What needs to be done
Print the stretch of the records from the line containing "Target: wrought iron balcony" through the end, both ends included, copying each line exactly. Omit the pictures from your answer.

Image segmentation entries
* * *

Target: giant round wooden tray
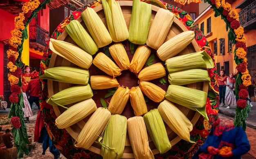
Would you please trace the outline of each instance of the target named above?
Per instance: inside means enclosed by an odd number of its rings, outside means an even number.
[[[132,1],[119,1],[122,11],[124,13],[125,19],[126,22],[126,24],[128,29],[129,29],[129,24],[130,23],[130,17],[132,13]],[[151,23],[153,22],[155,15],[157,11],[160,8],[152,5],[152,17],[151,17]],[[105,15],[103,10],[103,8],[102,5],[100,5],[93,8],[96,11],[98,15],[101,18],[103,22],[106,26],[106,20],[105,18]],[[84,28],[87,31],[87,29],[83,21],[83,20],[81,17],[79,17],[77,20],[79,21],[82,25],[84,27]],[[177,19],[175,18],[173,24],[171,29],[169,32],[168,35],[166,39],[166,41],[170,39],[171,38],[174,37],[175,35],[178,34],[179,33],[182,32],[183,31],[187,31],[186,28]],[[88,31],[88,33],[89,32]],[[70,36],[67,34],[67,33],[64,31],[61,35],[59,37],[59,40],[65,41],[72,44],[75,44],[75,43],[71,39]],[[130,61],[131,60],[133,55],[130,53],[130,51],[129,49],[129,43],[128,40],[124,42],[123,42],[122,43],[126,46],[126,50],[127,53],[127,54],[128,55]],[[113,44],[113,43],[112,43]],[[111,45],[111,44],[110,44]],[[156,62],[162,62],[158,58],[156,54],[156,51],[152,49],[151,53],[155,55],[155,60],[153,62],[153,63],[155,63]],[[180,52],[178,55],[184,55],[188,53],[190,53],[195,52],[198,52],[200,51],[200,48],[198,46],[198,44],[195,42],[195,40],[193,40],[188,46],[185,48],[183,51]],[[102,48],[100,49],[99,51],[101,51],[104,52]],[[95,55],[93,56],[93,57],[95,57]],[[51,60],[50,63],[49,64],[49,68],[52,68],[59,66],[76,66],[74,64],[71,63],[69,61],[63,59],[60,56],[57,55],[56,54],[53,53],[52,56],[51,57]],[[105,75],[106,74],[101,71],[100,70],[97,68],[93,64],[92,64],[90,68],[89,68],[89,71],[90,73],[90,75]],[[167,87],[169,85],[168,82],[167,76],[164,77],[164,79],[167,82],[167,83],[165,84],[162,84],[159,82],[159,79],[155,80],[150,81],[151,82],[154,83],[155,84],[158,85],[158,86],[162,88],[165,91],[166,91]],[[130,88],[132,86],[137,86],[138,85],[138,79],[137,77],[133,73],[130,73],[129,70],[126,70],[122,72],[122,74],[120,76],[117,77],[119,82],[121,85],[124,85],[124,86],[128,86],[129,88]],[[54,94],[55,94],[60,91],[69,88],[72,86],[73,85],[70,84],[65,83],[63,82],[57,82],[56,81],[53,81],[50,80],[48,80],[48,88],[49,97],[51,96]],[[190,84],[186,86],[187,87],[192,88],[194,89],[199,89],[202,90],[206,92],[208,92],[209,84],[207,82],[198,82],[197,83]],[[94,100],[95,102],[97,104],[97,107],[102,106],[100,102],[100,98],[102,98],[104,99],[104,96],[105,95],[108,93],[107,90],[93,90],[94,96],[92,99]],[[111,96],[112,97],[112,96]],[[106,103],[108,104],[109,102],[111,97],[104,99]],[[153,101],[149,100],[149,101],[147,102],[147,105],[148,106],[148,110],[152,109],[154,108],[157,108],[159,103],[155,103]],[[73,104],[70,104],[67,106],[67,107],[69,107],[72,106]],[[196,112],[188,109],[185,107],[183,107],[181,106],[176,104],[176,106],[178,108],[184,113],[184,114],[186,115],[188,118],[191,121],[193,125],[195,125],[196,121],[198,120],[200,115]],[[65,109],[63,107],[57,106],[53,106],[53,109],[54,110],[55,114],[57,116],[59,116],[62,113],[63,113]],[[79,111],[79,110],[77,110]],[[129,101],[127,103],[126,108],[125,108],[122,115],[126,116],[127,118],[130,117],[135,116],[133,112],[133,110],[130,105],[130,101]],[[83,128],[83,126],[85,124],[85,123],[90,118],[90,116],[84,119],[83,120],[80,121],[76,124],[72,125],[70,127],[66,128],[66,130],[70,135],[74,139],[76,139],[78,135],[79,135],[81,130]],[[177,143],[181,139],[175,133],[174,133],[168,127],[166,126],[166,130],[168,134],[168,136],[170,139],[171,144],[172,146],[174,145]],[[152,150],[152,152],[154,154],[156,154],[159,153],[159,151],[155,148],[153,143],[152,140],[149,137],[149,145]],[[99,154],[100,154],[101,153],[101,146],[99,144],[94,143],[89,148],[89,150],[97,153]],[[128,135],[126,136],[126,147],[124,152],[124,154],[122,158],[126,159],[132,159],[134,158],[134,157],[132,153],[132,151],[130,146],[130,143],[129,140],[129,138]]]

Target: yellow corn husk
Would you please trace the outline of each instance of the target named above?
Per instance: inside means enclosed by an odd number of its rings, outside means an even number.
[[[146,43],[151,22],[151,5],[140,0],[132,2],[129,26],[129,41],[139,45]]]
[[[165,68],[162,62],[158,62],[145,68],[139,73],[141,81],[148,81],[166,75]]]
[[[111,115],[105,129],[101,155],[103,159],[121,159],[126,138],[127,118],[119,114]]]
[[[76,103],[91,98],[93,96],[90,84],[76,85],[63,89],[52,95],[46,100],[49,104],[61,106]]]
[[[121,74],[122,71],[111,59],[103,53],[99,52],[94,58],[92,63],[113,78]]]
[[[187,117],[168,100],[162,102],[157,108],[164,121],[181,138],[189,142],[195,143],[190,140],[190,132],[193,125]]]
[[[161,60],[175,56],[185,49],[195,38],[193,31],[185,31],[175,36],[163,44],[157,51],[157,55]]]
[[[99,107],[92,114],[77,137],[75,146],[88,149],[101,136],[111,117],[108,109]]]
[[[82,120],[97,109],[96,104],[92,98],[77,103],[67,108],[55,120],[59,129],[67,128]]]
[[[138,73],[142,69],[151,52],[151,49],[146,46],[139,45],[130,64],[130,71],[134,73]]]
[[[214,64],[204,50],[181,55],[168,59],[165,67],[169,73],[193,68],[212,68]]]
[[[159,48],[164,42],[175,17],[169,10],[160,8],[157,11],[149,30],[147,46],[155,50]]]
[[[110,99],[108,105],[108,110],[112,114],[121,114],[129,100],[130,91],[129,88],[123,86],[118,87]]]
[[[87,85],[90,77],[88,69],[74,67],[55,67],[47,68],[44,72],[43,75],[39,76],[39,79],[75,84]]]
[[[130,89],[130,101],[135,115],[141,116],[148,112],[147,105],[139,86],[132,87]]]
[[[87,7],[81,13],[81,17],[98,47],[104,47],[112,42],[107,28],[94,9]]]
[[[111,56],[122,70],[129,69],[130,60],[123,44],[116,43],[109,46],[108,49]]]
[[[164,121],[157,109],[151,110],[143,116],[147,130],[153,142],[160,153],[171,148]]]
[[[108,89],[119,86],[116,78],[108,75],[91,76],[90,82],[92,89],[95,90]]]
[[[143,93],[153,101],[160,103],[164,100],[166,92],[159,86],[146,81],[141,81],[139,88]]]
[[[149,147],[143,117],[133,117],[128,119],[127,130],[135,159],[154,159],[154,155]]]
[[[128,29],[119,2],[115,0],[102,2],[108,29],[113,41],[120,42],[127,40]]]
[[[57,55],[82,68],[89,68],[92,64],[92,55],[72,44],[51,38],[49,47]]]
[[[211,79],[208,75],[208,71],[201,69],[171,72],[168,75],[168,81],[170,84],[177,86],[207,81],[209,81],[211,85]]]
[[[71,20],[65,27],[67,33],[80,48],[91,55],[95,54],[99,48],[90,35],[77,20]]]

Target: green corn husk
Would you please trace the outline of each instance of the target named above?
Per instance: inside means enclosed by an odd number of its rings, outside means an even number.
[[[104,133],[101,155],[103,159],[121,159],[125,145],[127,119],[119,114],[111,115]]]
[[[55,120],[59,129],[67,128],[82,120],[97,109],[96,104],[92,98],[70,106]]]
[[[74,67],[55,67],[47,68],[44,72],[43,75],[39,76],[39,79],[75,84],[86,85],[90,77],[88,69]]]
[[[168,86],[165,96],[171,102],[198,112],[209,120],[205,107],[207,96],[203,91],[173,85]]]
[[[95,54],[99,48],[83,26],[77,20],[71,20],[65,27],[66,31],[80,48],[91,55]]]
[[[157,11],[149,30],[147,46],[157,50],[164,43],[174,20],[175,15],[169,10]]]
[[[153,159],[143,117],[135,116],[127,119],[127,132],[135,159]]]
[[[123,12],[118,1],[102,0],[107,25],[114,42],[120,42],[128,39],[128,29]]]
[[[167,59],[165,62],[169,73],[193,68],[211,68],[214,64],[204,50],[181,55]]]
[[[193,125],[173,104],[164,100],[159,104],[157,109],[164,121],[181,138],[191,143],[195,143],[190,140],[189,132],[193,130]]]
[[[171,72],[168,75],[168,81],[170,84],[182,86],[202,81],[209,81],[211,79],[207,70],[201,69],[191,69]]]
[[[51,38],[49,47],[54,53],[81,68],[88,69],[92,64],[92,55],[76,45]]]
[[[98,48],[104,47],[112,42],[107,28],[94,9],[87,7],[81,16]]]
[[[49,104],[64,106],[67,104],[76,103],[91,98],[93,96],[92,90],[90,84],[87,85],[76,85],[63,89],[52,95],[47,99]]]
[[[151,4],[140,0],[133,0],[128,38],[131,42],[139,45],[146,43],[151,22]]]
[[[88,149],[101,136],[111,117],[108,109],[99,107],[89,119],[74,143],[77,148]]]
[[[150,110],[143,116],[148,132],[160,153],[166,152],[171,148],[167,132],[157,109]]]

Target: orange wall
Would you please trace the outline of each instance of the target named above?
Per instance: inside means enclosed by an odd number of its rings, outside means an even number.
[[[14,29],[15,17],[0,9],[0,95],[4,93],[4,44],[1,42],[11,38],[11,31]]]

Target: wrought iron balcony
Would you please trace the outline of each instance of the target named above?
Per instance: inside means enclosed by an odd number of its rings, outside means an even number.
[[[236,7],[242,8],[239,12],[239,22],[241,26],[245,30],[256,29],[256,1],[253,0],[251,3],[243,4],[240,5],[240,7]]]
[[[49,38],[49,31],[36,24],[29,24],[29,47],[43,51]]]

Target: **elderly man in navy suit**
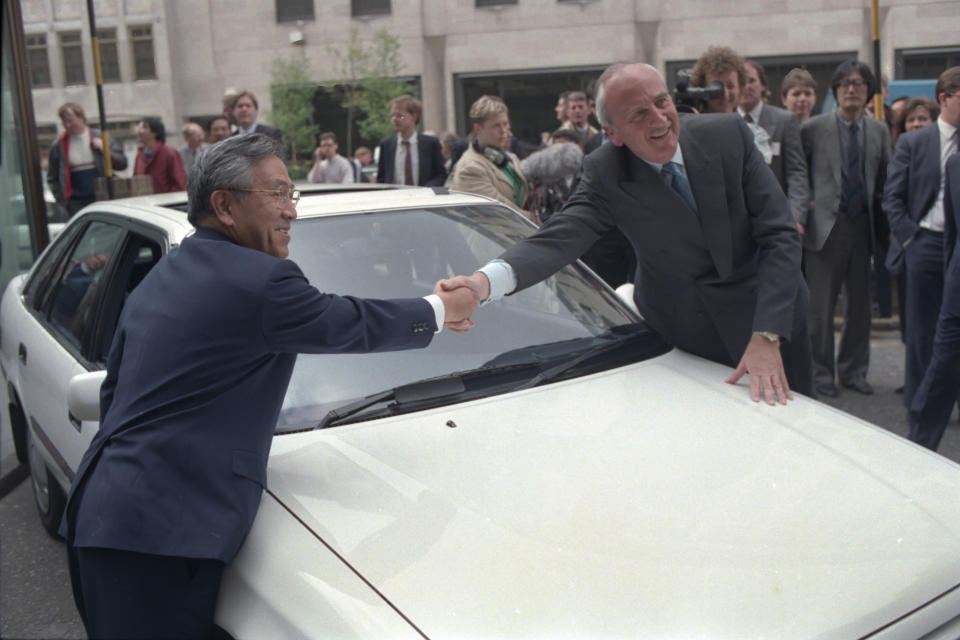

* * *

The response
Target: wrought iron balcony
Would you please trace the outline of each instance of the target named above?
Per instance: inside means enclosed by an odd number of its rings, outside means an even number.
[[[236,7],[242,8],[239,12],[239,22],[241,26],[245,30],[256,29],[256,1],[253,0],[251,3],[243,4],[240,5],[240,7]]]
[[[49,38],[49,31],[36,24],[29,24],[29,47],[43,51]]]

Target: **elderly man in navy suit**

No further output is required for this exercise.